╭──
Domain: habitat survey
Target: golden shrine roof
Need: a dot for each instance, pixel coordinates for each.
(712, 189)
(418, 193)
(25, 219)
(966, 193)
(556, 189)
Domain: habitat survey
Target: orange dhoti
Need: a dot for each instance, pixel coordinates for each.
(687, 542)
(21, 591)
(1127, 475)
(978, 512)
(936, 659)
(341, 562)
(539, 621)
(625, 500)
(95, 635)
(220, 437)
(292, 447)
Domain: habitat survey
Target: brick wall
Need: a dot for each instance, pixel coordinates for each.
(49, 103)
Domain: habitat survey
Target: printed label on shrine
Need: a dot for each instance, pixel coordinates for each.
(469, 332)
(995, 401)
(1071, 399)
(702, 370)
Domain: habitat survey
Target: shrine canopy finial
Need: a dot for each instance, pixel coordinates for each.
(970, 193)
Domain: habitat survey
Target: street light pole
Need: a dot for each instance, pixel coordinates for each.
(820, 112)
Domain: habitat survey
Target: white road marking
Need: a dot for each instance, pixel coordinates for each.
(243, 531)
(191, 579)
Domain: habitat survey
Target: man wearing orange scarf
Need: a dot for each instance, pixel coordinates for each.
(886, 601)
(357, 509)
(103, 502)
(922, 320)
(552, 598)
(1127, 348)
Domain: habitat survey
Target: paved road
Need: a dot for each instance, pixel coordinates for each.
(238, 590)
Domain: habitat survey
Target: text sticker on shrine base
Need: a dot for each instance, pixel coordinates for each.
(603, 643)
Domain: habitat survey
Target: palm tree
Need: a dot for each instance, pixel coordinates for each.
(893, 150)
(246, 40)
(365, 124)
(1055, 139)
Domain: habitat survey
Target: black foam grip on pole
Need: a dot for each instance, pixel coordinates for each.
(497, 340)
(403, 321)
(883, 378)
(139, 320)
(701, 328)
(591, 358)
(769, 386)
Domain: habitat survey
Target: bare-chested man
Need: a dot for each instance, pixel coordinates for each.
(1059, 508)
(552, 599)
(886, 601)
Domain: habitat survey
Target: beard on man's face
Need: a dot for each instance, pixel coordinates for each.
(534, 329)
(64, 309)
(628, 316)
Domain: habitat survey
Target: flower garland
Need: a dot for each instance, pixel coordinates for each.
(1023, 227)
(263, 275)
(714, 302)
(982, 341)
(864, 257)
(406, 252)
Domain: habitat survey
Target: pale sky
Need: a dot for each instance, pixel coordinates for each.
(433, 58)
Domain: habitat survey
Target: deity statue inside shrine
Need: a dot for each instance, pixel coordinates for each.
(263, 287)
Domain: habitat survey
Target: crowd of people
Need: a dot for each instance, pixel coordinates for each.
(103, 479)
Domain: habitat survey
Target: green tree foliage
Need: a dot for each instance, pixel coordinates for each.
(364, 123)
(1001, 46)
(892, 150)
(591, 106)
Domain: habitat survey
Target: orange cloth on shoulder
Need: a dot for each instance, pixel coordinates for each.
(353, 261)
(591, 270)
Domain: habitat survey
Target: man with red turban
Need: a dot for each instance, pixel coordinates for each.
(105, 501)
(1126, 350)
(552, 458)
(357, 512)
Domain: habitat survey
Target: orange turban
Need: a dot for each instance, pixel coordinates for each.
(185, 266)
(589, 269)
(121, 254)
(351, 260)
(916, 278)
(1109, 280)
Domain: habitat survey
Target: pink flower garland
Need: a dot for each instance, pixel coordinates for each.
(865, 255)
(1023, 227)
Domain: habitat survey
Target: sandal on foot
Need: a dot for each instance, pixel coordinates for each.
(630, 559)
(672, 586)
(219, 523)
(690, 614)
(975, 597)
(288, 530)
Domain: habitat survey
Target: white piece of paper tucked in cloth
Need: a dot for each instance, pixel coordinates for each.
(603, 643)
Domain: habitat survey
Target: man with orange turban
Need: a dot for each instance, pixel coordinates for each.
╰──
Your instructions: Return every line of the records above that contains the string "with", matching case exactly.

Response:
Target: man with red turban
Target: man with orange turban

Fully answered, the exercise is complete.